## Instructions to follow
Restate exactly, and only, the lines from the one containing "target: lamp shade" through the end of the entries, keeping both endpoints.

## Data records

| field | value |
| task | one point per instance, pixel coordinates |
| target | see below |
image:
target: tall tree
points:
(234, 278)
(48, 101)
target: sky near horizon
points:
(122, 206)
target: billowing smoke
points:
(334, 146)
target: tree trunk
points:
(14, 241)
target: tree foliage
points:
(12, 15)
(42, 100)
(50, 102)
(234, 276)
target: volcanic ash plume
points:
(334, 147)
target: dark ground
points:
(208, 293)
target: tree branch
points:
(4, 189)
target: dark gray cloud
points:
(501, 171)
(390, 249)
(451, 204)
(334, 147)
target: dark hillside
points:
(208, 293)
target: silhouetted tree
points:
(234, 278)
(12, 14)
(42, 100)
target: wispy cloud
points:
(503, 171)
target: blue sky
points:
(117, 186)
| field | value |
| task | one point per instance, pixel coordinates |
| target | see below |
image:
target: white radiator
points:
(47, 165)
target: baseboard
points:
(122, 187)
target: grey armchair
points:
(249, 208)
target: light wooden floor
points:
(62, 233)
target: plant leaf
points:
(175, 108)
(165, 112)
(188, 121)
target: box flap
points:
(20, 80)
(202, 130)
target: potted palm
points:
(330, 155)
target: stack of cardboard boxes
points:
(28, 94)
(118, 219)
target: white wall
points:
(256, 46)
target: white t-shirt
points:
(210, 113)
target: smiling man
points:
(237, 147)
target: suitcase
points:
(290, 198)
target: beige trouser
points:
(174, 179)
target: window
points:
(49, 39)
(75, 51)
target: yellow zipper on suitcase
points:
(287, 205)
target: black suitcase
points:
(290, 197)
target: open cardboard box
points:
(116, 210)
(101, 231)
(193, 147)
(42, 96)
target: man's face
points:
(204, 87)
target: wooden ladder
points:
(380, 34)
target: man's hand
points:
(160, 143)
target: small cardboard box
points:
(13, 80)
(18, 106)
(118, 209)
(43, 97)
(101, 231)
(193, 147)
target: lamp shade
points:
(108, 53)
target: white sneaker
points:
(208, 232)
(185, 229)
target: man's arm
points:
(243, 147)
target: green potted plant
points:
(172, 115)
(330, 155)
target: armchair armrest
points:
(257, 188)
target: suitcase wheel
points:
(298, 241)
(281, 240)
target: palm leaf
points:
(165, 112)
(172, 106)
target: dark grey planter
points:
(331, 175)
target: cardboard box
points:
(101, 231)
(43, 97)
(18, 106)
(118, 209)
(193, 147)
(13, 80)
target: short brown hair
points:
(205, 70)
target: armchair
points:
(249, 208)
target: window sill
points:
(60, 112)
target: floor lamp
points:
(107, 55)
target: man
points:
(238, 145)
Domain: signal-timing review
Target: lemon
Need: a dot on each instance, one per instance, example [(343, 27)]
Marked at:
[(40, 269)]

## Answer box
target: lamp shade
points:
(108, 53)
target: white sneaker
points:
(208, 232)
(185, 229)
target: man's arm
points:
(243, 147)
target: green potted plant
points:
(172, 115)
(330, 155)
target: armchair armrest
points:
(257, 188)
target: suitcase wheel
points:
(298, 241)
(281, 240)
target: palm leaf
points:
(165, 112)
(172, 106)
target: dark grey planter
points:
(331, 175)
target: cardboard box
points:
(101, 231)
(43, 97)
(18, 106)
(118, 209)
(193, 147)
(13, 80)
target: short brown hair
points:
(205, 70)
target: armchair
points:
(249, 208)
target: window sill
points:
(60, 112)
target: floor lamp
points:
(107, 55)
target: man
points:
(238, 145)
Domain: signal-timing review
Target: lemon
Need: a dot on each instance, one per instance, example [(343, 27)]
Marked at:
[(40, 269)]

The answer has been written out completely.